[Records from a dataset]
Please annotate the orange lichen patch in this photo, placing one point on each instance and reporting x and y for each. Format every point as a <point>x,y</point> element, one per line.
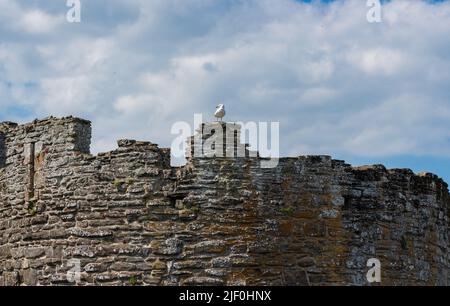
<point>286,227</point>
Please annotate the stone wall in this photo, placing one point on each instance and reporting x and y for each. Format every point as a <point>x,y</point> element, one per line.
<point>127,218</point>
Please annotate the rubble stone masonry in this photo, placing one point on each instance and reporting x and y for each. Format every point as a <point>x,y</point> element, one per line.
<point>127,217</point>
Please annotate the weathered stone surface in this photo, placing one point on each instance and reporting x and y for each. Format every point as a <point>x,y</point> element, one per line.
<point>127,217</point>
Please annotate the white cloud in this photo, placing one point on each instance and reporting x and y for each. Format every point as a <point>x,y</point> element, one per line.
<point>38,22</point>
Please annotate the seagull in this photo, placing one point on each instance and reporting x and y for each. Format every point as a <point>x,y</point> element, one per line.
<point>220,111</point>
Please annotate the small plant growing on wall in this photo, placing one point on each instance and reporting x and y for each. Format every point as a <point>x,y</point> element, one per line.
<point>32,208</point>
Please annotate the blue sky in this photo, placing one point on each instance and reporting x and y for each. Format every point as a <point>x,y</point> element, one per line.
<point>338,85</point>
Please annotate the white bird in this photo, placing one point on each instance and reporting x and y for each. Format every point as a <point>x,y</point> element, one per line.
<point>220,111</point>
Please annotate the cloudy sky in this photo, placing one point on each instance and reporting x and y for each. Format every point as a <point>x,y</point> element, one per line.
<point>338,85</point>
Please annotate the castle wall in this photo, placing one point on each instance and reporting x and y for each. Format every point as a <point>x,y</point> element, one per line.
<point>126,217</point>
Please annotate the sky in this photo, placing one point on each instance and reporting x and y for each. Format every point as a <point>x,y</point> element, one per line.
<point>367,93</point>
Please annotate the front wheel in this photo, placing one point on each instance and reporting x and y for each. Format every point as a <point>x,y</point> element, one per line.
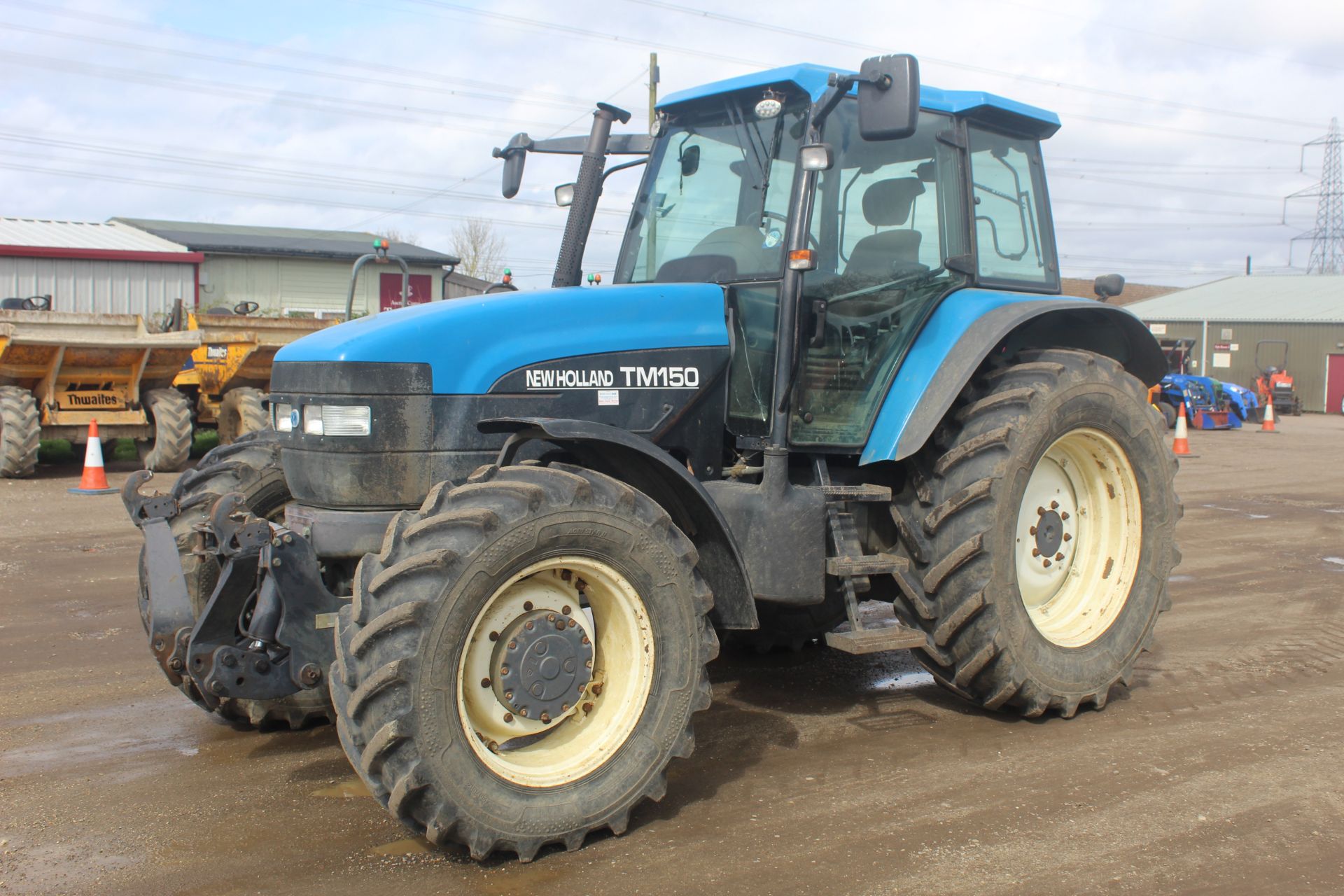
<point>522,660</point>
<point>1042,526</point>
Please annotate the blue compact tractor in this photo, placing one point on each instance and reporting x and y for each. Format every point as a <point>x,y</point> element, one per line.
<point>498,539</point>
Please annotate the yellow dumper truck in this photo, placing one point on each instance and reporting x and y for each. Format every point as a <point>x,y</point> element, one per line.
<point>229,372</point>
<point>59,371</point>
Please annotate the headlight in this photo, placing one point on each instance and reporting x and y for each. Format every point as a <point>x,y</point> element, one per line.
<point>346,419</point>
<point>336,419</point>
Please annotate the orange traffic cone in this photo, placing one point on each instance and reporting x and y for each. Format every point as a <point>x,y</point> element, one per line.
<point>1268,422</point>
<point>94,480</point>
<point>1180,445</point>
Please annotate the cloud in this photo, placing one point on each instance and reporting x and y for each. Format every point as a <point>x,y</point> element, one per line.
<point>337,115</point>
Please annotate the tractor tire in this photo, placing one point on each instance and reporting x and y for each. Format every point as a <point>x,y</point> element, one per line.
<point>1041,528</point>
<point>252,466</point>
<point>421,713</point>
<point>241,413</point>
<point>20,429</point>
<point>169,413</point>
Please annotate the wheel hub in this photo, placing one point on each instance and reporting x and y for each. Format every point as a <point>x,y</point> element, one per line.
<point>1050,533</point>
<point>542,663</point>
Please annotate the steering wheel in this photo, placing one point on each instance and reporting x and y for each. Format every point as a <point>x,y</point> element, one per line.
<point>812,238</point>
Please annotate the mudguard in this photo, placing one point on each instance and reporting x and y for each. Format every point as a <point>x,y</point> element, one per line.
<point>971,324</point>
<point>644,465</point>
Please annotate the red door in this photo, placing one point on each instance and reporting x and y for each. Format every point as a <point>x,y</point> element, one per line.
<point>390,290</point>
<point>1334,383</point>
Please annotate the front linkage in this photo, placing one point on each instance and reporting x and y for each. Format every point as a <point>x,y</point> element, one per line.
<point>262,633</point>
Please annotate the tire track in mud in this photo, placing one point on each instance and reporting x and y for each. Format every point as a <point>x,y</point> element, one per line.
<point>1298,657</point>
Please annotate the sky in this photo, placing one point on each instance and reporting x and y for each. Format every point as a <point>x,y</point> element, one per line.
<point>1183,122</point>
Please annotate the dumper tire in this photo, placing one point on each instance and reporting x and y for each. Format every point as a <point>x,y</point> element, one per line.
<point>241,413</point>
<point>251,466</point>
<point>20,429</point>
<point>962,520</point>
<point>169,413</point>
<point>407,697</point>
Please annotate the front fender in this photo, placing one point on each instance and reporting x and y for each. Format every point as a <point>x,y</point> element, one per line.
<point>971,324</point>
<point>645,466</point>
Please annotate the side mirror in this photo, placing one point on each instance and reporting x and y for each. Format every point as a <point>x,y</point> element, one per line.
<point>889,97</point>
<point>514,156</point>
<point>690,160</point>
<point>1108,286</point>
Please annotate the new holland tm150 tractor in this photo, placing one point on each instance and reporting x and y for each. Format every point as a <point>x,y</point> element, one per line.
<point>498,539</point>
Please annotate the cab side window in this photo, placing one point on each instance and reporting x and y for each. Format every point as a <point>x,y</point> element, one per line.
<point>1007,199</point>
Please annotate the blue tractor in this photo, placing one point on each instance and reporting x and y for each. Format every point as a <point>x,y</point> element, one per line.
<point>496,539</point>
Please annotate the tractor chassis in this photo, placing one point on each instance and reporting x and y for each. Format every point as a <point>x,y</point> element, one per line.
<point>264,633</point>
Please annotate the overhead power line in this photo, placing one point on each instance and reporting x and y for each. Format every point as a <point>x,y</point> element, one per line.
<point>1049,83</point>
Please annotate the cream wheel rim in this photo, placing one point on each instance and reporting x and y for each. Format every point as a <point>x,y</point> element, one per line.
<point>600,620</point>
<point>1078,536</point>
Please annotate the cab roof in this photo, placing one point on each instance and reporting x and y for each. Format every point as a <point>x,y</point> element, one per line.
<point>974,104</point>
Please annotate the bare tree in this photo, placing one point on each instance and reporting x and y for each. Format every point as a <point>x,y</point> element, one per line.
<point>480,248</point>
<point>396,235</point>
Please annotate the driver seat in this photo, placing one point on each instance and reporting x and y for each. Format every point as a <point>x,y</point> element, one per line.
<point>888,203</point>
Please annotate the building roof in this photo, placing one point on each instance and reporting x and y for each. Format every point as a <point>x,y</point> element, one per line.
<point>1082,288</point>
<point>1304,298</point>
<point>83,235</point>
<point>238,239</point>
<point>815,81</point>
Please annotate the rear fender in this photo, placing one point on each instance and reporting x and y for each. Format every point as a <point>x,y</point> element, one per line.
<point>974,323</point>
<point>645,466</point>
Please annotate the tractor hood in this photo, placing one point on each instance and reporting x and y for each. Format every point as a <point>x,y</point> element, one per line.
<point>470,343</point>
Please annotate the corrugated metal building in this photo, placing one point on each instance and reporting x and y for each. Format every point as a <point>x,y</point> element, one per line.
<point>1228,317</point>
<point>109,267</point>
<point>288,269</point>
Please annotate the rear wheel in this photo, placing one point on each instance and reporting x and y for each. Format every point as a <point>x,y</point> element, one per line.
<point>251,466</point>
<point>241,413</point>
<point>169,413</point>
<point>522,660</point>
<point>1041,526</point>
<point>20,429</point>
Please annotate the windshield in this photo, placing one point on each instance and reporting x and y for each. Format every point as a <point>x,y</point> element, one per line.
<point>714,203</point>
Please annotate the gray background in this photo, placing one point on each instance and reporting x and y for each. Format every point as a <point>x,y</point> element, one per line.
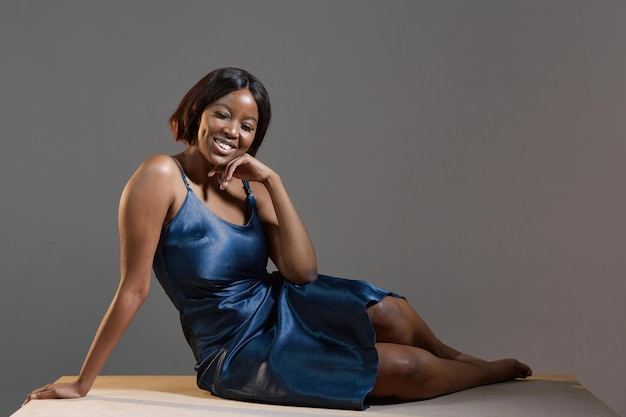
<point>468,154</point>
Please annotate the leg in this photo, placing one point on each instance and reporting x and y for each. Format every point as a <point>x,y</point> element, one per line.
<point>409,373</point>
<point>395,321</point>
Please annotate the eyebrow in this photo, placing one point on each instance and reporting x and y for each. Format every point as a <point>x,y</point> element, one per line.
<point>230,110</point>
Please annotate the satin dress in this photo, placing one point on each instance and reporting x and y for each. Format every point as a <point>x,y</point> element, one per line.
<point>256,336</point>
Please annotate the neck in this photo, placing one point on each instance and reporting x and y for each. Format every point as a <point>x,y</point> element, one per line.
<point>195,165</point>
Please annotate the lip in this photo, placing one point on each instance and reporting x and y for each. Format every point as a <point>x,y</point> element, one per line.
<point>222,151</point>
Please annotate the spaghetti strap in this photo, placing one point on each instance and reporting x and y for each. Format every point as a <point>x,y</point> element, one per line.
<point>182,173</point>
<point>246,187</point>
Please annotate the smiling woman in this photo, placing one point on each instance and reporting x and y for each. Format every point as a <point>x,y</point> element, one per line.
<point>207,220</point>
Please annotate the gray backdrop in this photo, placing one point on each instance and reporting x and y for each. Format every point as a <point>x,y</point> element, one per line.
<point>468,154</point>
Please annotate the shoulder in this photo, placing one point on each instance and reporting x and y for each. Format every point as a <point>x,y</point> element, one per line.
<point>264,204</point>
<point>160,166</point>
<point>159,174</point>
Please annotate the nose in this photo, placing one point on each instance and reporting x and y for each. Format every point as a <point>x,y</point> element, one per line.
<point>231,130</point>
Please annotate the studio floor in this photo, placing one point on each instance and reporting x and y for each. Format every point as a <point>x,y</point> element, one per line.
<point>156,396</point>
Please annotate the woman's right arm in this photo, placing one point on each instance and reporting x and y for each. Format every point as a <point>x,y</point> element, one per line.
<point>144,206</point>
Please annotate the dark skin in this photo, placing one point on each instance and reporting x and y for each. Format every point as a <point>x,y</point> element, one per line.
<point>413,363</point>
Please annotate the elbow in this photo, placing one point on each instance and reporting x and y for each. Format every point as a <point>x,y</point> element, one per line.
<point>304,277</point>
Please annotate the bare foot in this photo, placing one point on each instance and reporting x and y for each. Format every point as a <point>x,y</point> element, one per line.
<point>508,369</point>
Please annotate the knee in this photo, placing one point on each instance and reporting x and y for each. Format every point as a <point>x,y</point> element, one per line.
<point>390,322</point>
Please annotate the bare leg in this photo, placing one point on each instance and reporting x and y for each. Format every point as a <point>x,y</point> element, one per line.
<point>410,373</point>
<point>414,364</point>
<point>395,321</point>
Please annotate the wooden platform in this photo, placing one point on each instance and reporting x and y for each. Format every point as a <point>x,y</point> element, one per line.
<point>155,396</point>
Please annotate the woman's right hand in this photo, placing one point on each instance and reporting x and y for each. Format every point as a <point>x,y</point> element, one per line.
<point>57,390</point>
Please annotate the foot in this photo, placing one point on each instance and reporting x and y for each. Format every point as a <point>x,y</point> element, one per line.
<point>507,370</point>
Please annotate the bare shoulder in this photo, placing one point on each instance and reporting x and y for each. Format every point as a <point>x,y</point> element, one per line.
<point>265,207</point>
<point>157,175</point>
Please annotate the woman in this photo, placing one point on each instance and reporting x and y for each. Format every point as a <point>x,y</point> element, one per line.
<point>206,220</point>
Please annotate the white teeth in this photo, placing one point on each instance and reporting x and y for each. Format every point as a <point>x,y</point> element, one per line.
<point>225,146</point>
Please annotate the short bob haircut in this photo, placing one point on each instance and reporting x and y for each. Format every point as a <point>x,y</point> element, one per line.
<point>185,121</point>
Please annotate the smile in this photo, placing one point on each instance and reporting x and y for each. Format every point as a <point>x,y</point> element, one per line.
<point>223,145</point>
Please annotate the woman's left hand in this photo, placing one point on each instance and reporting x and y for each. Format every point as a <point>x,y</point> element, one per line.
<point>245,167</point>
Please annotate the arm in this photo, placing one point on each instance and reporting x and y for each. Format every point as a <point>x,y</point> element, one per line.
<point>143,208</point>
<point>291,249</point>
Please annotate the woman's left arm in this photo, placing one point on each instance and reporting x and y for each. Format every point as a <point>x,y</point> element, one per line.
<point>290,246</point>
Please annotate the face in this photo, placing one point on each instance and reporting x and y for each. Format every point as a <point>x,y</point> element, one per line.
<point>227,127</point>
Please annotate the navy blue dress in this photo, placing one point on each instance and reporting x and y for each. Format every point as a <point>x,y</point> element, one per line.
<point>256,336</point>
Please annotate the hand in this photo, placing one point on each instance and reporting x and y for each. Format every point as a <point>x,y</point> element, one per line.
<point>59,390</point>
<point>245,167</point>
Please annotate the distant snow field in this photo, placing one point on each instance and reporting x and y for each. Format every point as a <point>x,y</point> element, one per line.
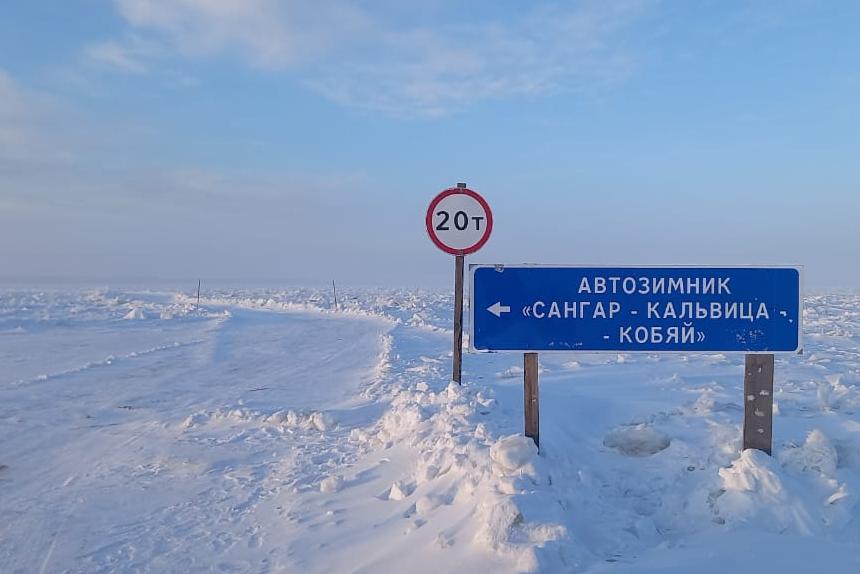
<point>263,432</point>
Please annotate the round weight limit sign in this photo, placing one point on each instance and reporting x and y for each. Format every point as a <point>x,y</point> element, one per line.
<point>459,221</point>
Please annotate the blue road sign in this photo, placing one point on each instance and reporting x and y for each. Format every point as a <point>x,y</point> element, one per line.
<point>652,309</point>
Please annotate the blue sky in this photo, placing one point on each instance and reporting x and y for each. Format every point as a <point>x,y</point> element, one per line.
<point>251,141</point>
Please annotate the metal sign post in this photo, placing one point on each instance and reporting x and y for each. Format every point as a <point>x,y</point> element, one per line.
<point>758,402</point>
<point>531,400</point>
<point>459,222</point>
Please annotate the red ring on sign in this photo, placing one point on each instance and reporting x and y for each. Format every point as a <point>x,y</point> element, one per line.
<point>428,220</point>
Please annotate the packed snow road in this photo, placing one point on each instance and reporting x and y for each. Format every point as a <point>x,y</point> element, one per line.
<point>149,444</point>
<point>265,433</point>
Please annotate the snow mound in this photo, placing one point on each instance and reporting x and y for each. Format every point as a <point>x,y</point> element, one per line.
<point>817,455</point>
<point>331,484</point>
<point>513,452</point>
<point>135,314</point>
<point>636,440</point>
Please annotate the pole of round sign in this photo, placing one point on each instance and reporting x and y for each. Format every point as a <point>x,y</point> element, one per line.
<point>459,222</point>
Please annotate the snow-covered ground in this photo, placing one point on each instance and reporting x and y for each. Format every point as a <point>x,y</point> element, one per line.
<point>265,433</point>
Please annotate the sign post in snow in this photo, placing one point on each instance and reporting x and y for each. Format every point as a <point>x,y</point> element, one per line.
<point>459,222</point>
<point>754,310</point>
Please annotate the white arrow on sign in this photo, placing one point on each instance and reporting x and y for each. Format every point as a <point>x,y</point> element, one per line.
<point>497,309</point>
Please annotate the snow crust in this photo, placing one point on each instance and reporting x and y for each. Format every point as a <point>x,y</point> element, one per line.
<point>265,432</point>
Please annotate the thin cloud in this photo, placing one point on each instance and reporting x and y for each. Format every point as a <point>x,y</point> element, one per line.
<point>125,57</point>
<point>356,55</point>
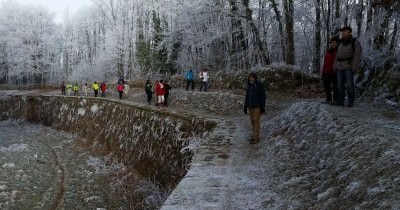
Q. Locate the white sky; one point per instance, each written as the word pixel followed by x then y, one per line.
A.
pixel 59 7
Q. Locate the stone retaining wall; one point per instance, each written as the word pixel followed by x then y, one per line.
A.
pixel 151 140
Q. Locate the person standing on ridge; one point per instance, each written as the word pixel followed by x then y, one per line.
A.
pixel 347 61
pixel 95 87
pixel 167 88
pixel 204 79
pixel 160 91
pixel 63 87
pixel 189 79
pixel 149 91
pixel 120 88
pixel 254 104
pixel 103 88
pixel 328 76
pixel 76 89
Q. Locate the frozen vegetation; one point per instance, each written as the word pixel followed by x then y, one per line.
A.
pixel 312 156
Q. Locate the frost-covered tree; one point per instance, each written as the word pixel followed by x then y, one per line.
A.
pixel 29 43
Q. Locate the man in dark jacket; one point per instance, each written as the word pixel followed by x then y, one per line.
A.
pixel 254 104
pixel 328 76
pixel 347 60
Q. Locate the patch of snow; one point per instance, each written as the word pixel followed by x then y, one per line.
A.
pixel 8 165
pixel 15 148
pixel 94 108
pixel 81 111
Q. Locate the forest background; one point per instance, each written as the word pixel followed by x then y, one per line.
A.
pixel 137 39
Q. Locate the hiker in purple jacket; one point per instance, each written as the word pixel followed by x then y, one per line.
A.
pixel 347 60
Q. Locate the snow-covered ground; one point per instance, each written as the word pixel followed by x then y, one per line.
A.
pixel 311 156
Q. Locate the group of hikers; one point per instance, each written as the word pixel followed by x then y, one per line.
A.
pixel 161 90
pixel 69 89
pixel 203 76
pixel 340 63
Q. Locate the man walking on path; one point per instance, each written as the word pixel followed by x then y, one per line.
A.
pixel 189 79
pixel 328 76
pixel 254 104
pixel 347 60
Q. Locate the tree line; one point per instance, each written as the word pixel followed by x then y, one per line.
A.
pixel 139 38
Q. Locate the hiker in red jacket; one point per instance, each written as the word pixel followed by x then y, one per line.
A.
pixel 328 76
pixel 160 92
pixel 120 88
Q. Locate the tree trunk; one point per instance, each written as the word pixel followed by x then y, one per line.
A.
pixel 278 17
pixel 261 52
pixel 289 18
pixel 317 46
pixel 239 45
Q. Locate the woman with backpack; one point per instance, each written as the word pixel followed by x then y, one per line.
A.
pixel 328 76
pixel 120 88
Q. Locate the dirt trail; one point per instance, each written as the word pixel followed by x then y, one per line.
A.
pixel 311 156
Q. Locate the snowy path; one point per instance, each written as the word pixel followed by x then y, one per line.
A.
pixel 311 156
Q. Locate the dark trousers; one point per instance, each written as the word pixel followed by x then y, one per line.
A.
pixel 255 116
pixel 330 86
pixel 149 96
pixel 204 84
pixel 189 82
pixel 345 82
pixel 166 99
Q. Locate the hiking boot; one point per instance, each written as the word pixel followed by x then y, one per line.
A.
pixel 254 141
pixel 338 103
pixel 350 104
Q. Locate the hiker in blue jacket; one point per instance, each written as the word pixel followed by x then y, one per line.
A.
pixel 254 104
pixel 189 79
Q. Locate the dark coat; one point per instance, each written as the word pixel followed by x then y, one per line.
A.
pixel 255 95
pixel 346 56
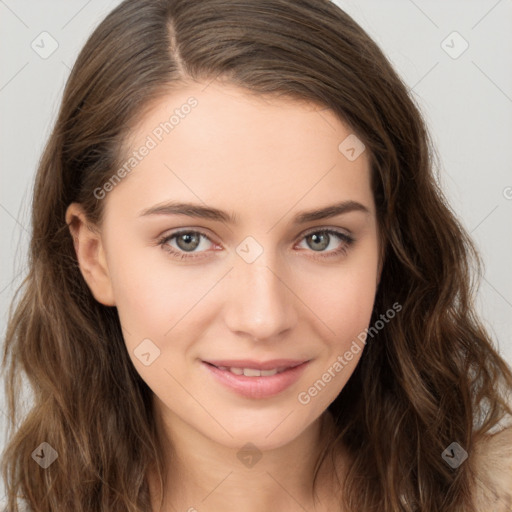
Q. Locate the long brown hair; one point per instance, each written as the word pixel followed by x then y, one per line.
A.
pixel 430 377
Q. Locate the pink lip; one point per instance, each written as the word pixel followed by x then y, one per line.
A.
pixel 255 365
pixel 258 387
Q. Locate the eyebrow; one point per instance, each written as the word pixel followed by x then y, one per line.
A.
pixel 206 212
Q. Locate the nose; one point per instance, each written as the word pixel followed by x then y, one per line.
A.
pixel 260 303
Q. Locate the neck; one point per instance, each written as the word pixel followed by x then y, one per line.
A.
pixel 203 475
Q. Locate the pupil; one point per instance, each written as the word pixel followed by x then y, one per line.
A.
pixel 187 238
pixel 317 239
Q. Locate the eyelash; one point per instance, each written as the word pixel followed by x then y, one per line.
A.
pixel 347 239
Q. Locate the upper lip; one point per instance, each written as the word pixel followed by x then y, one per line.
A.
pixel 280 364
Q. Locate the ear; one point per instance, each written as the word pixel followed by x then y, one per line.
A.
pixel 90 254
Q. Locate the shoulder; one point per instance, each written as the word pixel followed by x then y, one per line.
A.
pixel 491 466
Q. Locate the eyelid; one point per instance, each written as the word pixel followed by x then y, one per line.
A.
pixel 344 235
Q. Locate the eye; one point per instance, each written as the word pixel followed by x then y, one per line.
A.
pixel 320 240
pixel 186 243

[Work task]:
Go through the data above and return each line containing the string "jacket".

[Answer section]:
Q. Locate the man in dark jacket; one point per instance, each written as the word pixel followed by x then y, one per line.
Q. Locate the hiker in purple jacket; one point per instance, each written as the word pixel followed by x then y, one per line.
Q. Locate the hiker in red jacket; one point per instance, each written as the word pixel followed by x then y, one per line.
Q. Locate the hiker in blue jacket; one point per instance, each written as the word pixel followed by x then y, one per line.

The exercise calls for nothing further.